Source extract:

I recently spent a bit of time (quite a bit of time) carefully reconstructing details of a certain Institute in Europe from memory (I visited some years ago) and some photos in order to set the opening scenes of one of the stories for the book project. (What sort of details? Things like what the layout of the rooms are, the style of the building, the number of radiators along the walls, types of windows and black boards, chairs, and so forth. I’m a tiny bit detail-oriented at times, you may have noticed.) I’ve been laying out the opening splash page and the inset panels have a seminar in progress. This was fun to draw. I started out with this view partially roughly constructed with pencil and then since it was small and fiddly, decided to pop it onto the ipad (legacy model) and finish and refine aspects of the drawing digitally.
I remain in two minds about sketching digitally like this. One the one hand, it does let me make corrections and refine rapidly as I go along – and work in detail on something that will ultimately be quite small, but on the other hand it is… I don’t know… just not pencil-ly enough? I’m not calling up any good language for what I feel right now. Maybe later. By far the best faces and lines in this were based on my pencil lines, I’d say. But there were some nice free scribbly moments on the digital side that I liked, so it is a matter of balance, I suppose.

Records from a data collection:
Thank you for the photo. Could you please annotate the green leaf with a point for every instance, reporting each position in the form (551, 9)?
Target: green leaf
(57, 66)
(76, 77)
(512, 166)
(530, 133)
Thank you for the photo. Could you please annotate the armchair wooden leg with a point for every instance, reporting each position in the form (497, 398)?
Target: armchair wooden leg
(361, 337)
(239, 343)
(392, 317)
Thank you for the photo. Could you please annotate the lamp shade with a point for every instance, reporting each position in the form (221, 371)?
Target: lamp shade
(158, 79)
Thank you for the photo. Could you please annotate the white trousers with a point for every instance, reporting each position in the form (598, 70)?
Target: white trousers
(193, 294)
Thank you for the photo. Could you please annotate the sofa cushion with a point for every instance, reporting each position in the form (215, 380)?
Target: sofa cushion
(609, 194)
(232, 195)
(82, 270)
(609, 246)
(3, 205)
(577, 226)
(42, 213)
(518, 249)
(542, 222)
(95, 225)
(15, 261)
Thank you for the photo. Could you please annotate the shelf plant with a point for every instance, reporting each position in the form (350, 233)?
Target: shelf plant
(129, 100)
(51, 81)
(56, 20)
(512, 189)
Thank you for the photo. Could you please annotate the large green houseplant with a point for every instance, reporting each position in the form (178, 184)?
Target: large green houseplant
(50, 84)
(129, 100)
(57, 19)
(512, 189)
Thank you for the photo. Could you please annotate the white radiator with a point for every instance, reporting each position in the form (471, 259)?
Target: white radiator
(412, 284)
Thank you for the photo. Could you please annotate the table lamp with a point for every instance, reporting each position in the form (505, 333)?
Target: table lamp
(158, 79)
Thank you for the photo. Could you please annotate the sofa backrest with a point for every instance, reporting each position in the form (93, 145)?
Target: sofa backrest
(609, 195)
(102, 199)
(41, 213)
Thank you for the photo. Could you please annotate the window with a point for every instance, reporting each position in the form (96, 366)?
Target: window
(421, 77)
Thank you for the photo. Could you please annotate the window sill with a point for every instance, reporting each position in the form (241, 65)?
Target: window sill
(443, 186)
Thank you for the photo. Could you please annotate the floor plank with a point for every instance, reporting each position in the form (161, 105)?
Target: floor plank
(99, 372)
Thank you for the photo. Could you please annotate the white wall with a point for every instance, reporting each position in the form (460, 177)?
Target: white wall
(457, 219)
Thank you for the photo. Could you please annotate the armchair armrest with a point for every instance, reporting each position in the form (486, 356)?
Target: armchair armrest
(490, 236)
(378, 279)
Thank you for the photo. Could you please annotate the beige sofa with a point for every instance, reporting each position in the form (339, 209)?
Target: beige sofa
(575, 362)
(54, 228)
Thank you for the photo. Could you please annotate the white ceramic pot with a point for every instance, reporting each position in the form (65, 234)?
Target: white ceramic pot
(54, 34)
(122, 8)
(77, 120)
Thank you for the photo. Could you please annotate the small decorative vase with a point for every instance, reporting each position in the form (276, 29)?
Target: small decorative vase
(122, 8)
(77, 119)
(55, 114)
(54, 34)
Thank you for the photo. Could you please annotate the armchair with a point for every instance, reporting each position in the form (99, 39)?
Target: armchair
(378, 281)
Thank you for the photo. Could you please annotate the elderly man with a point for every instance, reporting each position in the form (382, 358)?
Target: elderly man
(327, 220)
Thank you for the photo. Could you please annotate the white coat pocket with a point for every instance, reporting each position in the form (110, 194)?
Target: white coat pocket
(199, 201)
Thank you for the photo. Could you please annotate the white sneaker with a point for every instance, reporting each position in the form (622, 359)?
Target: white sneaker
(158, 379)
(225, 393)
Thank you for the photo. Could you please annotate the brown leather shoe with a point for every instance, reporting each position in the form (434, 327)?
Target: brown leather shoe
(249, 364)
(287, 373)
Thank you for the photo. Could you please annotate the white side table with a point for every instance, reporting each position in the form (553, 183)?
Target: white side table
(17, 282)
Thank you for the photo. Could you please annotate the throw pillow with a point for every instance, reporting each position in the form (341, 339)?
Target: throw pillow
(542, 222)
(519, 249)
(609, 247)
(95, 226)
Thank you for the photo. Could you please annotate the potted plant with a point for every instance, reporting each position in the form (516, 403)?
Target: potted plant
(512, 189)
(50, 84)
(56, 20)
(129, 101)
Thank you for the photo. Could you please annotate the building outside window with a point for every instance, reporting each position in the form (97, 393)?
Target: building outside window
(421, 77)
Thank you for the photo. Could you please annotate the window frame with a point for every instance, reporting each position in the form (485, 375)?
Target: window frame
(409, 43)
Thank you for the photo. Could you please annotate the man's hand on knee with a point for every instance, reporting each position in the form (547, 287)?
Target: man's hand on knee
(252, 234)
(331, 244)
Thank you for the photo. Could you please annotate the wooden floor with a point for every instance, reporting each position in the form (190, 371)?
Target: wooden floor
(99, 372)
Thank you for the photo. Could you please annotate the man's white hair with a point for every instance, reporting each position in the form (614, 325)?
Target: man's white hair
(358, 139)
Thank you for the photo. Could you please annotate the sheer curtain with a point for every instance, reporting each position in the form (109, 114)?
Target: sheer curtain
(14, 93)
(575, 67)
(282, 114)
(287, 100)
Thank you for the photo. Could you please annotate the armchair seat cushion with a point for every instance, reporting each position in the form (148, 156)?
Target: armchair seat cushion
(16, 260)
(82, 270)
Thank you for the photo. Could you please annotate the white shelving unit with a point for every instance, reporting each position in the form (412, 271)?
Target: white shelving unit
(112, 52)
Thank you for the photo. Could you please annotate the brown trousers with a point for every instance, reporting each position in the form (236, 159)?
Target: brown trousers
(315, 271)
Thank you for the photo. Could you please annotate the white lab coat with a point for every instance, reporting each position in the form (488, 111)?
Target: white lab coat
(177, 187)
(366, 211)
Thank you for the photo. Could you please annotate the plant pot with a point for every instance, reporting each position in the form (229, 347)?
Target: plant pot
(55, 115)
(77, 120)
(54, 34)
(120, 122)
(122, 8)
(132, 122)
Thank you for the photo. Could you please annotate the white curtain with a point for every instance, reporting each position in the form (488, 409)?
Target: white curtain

Request: Reproduce the passage of the sketching post starting with "I recently spent" and going on through "the drawing digitally.". This listing was drawn from a separate source, unrelated to the sketching post.

Exercise response:
I recently spent a bit of time (quite a bit of time) carefully reconstructing details of a certain Institute in Europe from memory (I visited some years ago) and some photos in order to set the opening scenes of one of the stories for the book project. (What sort of details? Things like what the layout of the rooms are, the style of the building, the number of radiators along the walls, types of windows and black boards, chairs, and so forth. I’m a tiny bit detail-oriented at times, you may have noticed.) I’ve been laying out the opening splash page and the inset panels have a seminar in progress. This was fun to draw. I started out with this view partially roughly constructed with pencil and then since it was small and fiddly, decided to pop it onto the ipad (legacy model) and finish and refine aspects of the drawing digitally.